**Data lines:**
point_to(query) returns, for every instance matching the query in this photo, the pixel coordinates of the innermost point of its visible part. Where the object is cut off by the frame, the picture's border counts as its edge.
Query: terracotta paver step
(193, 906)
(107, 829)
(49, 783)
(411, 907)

**Aim of the exercise:**
List each line of the entries above that contains the word "picture".

**Written solution:**
point_to(query) returns, for every instance matching the query in this photo, the pixel coordinates of the innermost point of its visible part. Where the object is cut off by the frame, the picture's border counts as its edge.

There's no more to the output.